Excerpt to read:
↓

From the Ground Up archives


From the Ground Up
by Elizabeth Ferry

This Organic Life:
A Book Review

Joan Dye Gussow is a renowned nutritionist and professor emerita of nutrition education at Columbia University. She’s also a board member of the Chef’s Collaborative, a leading organization in the Slow Food movement. When her most recent book, enticingly titled This Organic Life, was published by Chelsea Green Press in White River Junction, Vermont, I was eager to pick it up.

Gussow explores "when, where, how, and perhaps most of all, why" it is ethically, environmentally, and nutritionally beneficial to eat locally grown food. She is well-read and articulate on the subject, and her message is ultimately hopeful. The book includes several enticing recipes to bridge the space between theory and practice.

this organic life

My one criticism of the book is that it rambles; or maybe it is better to say that the content evolves organically. The first five chapters relate the saga of moving out of a house that had never suited her and her husband into one that they thought would be a perfect match. While they established extensive vegetable gardens in the new location, they found that the house was unworthy of renovation and they must rebuild from scratch. That her husband, Alan, died a year and a half after they found this location is one of the sad twists of life. From this point on, the book focuses more intently on food and garden issues.

Gussow’s professional interest in nutrition has, over time, led her to garden. Now in her seventies and retired, Gussow grows most of the fruits and vegetables that she eats in a year’s time. It takes dedication, but it is certainly possible. "It never ceases to amaze me what even a small piece of land lovingly tended can produce," she comments. Her affection for the garden and for cooking with fresh, local ingredients gives the book another unarticulated theme: how gardening nurtures attachment to a particular piece of land and to the regional ecosystem.

The author gives three reasons why she prefers to eat locally grown food in season: the taste and vitality of fresh food, frugality, and a deep concern for the state of the planet. "When I concluded many years ago that eating locally was a morally responsible way to use the planet’s resources, I also assumed that it would mean sacrifice," Gussow reflects. "I was ignorant, but ready to put my ethics into practice. My (homegrown) peaches are among the many things that have convinced me that deliciousness is the best reason to eat food grown nearby and in season."

Critics of the Slow Food movement often accuse its adherents of being either martyrs of sacrifice or self-indulgent hedonists. Gussow’s writing rebuffs both of those criticisms, while acknowledging that this type of eating is counter-culture. "Unless we’re poor or temporarily jobless, we don’t see any need to be cautious spenders or cautious users, especially where food is concerned. It’s too cheap. Trying to behave differently puts you in conflict with the culture, makes you feel alienated… and often makes you feel that you’re wasting your time." Her personal preference is to grow and cook her own food anyway, in part for the deep personal satisfaction that she derives from it.

As a nutritionist, Gussow is concerned about the nutritive quality of the food; as a scientist, she is worried about global warming from the careless use of petroleum to transport food. She does not argue that all food should be grown and consumed locally. Rather, she advocates that the fruits and vegetables that can be raised locally should be. "While all of this scientific fooling around has been going on, we’ve been convinced that our lives and diets have steadily improved as refrigeration and air freight have eliminated our dependence on what can be produced near home," the author writes.

↑

Material supplied:
↓

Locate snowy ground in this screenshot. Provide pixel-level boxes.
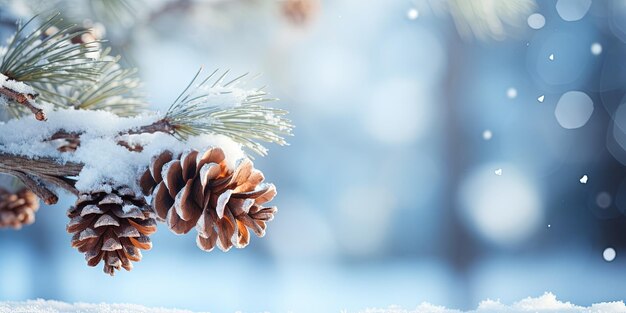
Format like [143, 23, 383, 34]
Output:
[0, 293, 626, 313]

↑
↓

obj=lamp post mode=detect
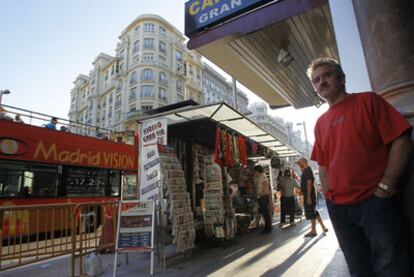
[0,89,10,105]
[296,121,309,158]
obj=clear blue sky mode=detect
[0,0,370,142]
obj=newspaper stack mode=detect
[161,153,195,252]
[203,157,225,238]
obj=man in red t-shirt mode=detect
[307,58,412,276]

↑
↓

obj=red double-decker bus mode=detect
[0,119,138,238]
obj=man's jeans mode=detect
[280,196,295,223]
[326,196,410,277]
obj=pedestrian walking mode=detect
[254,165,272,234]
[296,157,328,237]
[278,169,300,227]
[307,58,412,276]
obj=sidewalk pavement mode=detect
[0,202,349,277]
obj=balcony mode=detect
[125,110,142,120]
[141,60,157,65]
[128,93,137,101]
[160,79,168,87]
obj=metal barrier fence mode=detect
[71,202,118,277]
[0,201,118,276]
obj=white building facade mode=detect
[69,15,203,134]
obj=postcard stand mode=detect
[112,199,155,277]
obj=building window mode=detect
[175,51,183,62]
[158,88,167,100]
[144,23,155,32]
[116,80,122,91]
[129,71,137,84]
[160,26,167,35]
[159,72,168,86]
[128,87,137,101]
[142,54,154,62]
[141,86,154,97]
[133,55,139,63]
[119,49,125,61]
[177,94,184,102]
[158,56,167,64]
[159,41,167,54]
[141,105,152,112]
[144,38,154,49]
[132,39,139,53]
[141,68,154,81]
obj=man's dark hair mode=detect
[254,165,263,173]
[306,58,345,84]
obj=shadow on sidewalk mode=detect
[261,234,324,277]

↑

Objectives:
• a. Rewrite the paragraph of the book review that begins "The author gives three reasons" as a short list, keeping its main facts.
• b. Write the next part of the book review, continuing from its last sentence.

Task-by-task results:
• a.
- Gussow prefers to eat locally grown food in season for three reasons: the taste and vitality of fresh food, frugality, and deep concern for the state of the planet.
- Years ago she decided that eating locally was a morally responsible use of the planet's resources, and she assumed it would mean sacrifice.
- Her homegrown peaches are among the many things that have convinced her that deliciousness is the best reason to eat food grown nearby and in season.

• b.
"The high water content of these foods (88 percent of a peach is water) and their tendency to rot if they get warm means that we are, in effect, burning lots of petroleum to ship cold water around. Because the value of unfettered global trade is unquestioned and petroleum is artificially cheap, these sorts of costs are not being examined… I’m supposed to ignore the energy cost of chilling, packaging, air-shipping, and trucking those flawless-looking objects to my neighborhood."

The pleasures of eating local food depend on the existence of someone who can, and will, prepare the food. "Judging from their behavior, it looks as if most people in many circumstances don’t and won’t. They seem to have decided that cooking doesn’t pay — although buying lavish cookbooks does. According to time-use studies, what has replaced cooking for females is television and grooming; men didn’t have that much cooking to replace," she reports.

While personal preference does play a role in this discussion, the issue is bigger than one person telling another what to eat. The economics of cheap food pushes small, local farmers out of business. As it becomes economically impossible for small farmers to survive, we all lose the choice to eat locally except for what we raise ourselves.

Gussow’s garden demonstrates both the variety and the quantity of food that can be grown for year-round enjoyment in the northeast. She advocates home freezing and drying as ways to preserve the bounty of the harvest beyond its natural season. And don’t dismiss her work on the grounds that her garden has a longer growing season than we do in the Upper Valley. Even warm-weather produce like artichokes and peaches can be — and are — grown in the Upper Valley by determined farmers and home gardeners.

"Less than half a dozen farmers are left in our county on the edge of New York City — their property is so valuable as potential suburban lots that it’s hard to imagine any of them will hold on for another generation," she writes. ".…. I’d rather they didn’t use pesticides, but more than anything I want them to stay in business, because if we lose all our local farmers we’ll have to depend completely on apples and other foods shipped from far away."

For consumers who want to know more about growing food or suggestions of ways to prepare it, This Organic Life provides both inspiration and practical advice. It contains a helpful bibliography as well. And if facts and logic don’t convince you, try the recipes. As she observes with simple profundity, "Eating fresh, seasonal food changes you."

Caption with photo: For consumers who want to know more about growing food or suggestions of
ways to prepare it, This
Organic Life provides
both inspiration and
practical advice.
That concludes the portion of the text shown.